* [ACTIVITY]:
Every entry, from first to last, is to be retyped without any alteration.
TASK MATERIAL section start
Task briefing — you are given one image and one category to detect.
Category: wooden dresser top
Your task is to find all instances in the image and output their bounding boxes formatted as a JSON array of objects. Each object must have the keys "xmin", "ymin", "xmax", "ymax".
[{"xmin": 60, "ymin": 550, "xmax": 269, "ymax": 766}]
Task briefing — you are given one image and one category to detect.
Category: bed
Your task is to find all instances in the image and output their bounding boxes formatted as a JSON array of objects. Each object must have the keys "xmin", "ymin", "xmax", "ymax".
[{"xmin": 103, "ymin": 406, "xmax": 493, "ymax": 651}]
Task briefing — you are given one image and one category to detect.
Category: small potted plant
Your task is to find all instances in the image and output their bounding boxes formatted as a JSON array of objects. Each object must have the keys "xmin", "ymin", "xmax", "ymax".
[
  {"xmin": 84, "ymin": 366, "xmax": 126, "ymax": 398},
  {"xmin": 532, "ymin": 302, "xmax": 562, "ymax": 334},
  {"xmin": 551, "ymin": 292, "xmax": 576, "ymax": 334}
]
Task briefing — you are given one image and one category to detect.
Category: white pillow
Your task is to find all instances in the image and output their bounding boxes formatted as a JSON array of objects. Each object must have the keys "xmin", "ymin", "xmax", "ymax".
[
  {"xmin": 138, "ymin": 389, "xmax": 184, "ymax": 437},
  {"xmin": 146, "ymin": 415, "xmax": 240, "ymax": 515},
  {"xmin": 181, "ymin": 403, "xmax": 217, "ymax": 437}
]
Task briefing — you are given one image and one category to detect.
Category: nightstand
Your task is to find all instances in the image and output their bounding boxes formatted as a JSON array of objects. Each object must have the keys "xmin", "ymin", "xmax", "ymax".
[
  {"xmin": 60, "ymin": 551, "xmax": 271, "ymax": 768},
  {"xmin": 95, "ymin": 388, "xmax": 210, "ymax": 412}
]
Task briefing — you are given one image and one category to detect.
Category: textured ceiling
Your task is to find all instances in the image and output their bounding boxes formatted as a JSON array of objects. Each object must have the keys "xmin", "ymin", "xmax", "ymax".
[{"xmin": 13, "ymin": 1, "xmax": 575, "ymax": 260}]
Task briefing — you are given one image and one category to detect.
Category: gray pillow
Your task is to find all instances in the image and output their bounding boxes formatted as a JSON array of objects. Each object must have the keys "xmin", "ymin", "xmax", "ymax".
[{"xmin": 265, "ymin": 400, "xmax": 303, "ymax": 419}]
TASK MATERIAL section end
* [REPLY TO THE EXERCISE]:
Task briefing — you are given one image and one category to detect.
Category: wooden dresser top
Your task is to find all instances in the image and output their bounding boxes formatted as a JSON array of objects. Each object must have the keys "xmin", "ymin", "xmax", "ymax".
[{"xmin": 60, "ymin": 550, "xmax": 269, "ymax": 766}]
Task briefing — you are given one image and one category to detect.
Category: bed
Your task is to find all instances in the image and output their bounding boxes formatted as a JSON array of objects. Each object must have the keys "xmin", "ymin", "xmax", "ymax".
[{"xmin": 103, "ymin": 406, "xmax": 493, "ymax": 651}]
Task briefing — you are given one image and one category to detect.
Category: small potted plant
Your task is to find all instances in the image and output their bounding boxes formatted as a JSON array of objects. Each object must have the keys "xmin", "ymin", "xmax", "ymax".
[
  {"xmin": 84, "ymin": 366, "xmax": 126, "ymax": 398},
  {"xmin": 532, "ymin": 302, "xmax": 562, "ymax": 334},
  {"xmin": 551, "ymin": 292, "xmax": 576, "ymax": 334}
]
Task briefing — you are given one image and one category to detect.
Category: white pillow
Your task is to find all instances in the image and output their bounding boxes formatted as a JSON array of objects. Each object must have the keys "xmin", "ymin", "xmax", "ymax".
[
  {"xmin": 138, "ymin": 389, "xmax": 184, "ymax": 437},
  {"xmin": 146, "ymin": 415, "xmax": 240, "ymax": 515},
  {"xmin": 181, "ymin": 403, "xmax": 217, "ymax": 437}
]
Task briefing — you are given one image and one category to detect.
Category: nightstand
Your task is to find all instances in the image and output their bounding boxes formatted as a JSON array of objects. Each object must have the keys "xmin", "ymin", "xmax", "ymax".
[
  {"xmin": 60, "ymin": 551, "xmax": 271, "ymax": 768},
  {"xmin": 95, "ymin": 388, "xmax": 210, "ymax": 412}
]
Task briefing — you are given one image and one category to detect.
Category: textured ceiling
Your task is to find all instances in the image and output their bounding boxes formatted as a JSON array of objects. Each object must have the keys "xmin", "ymin", "xmax", "ymax".
[{"xmin": 13, "ymin": 1, "xmax": 575, "ymax": 260}]
Task briefing — you are given one image and one category to detect.
Category: gray pillow
Your task is to find all instances in the image and output their bounding boxes formatted as a JSON array of objects. Each object must have the keys "xmin", "ymin", "xmax", "ymax".
[{"xmin": 265, "ymin": 400, "xmax": 303, "ymax": 419}]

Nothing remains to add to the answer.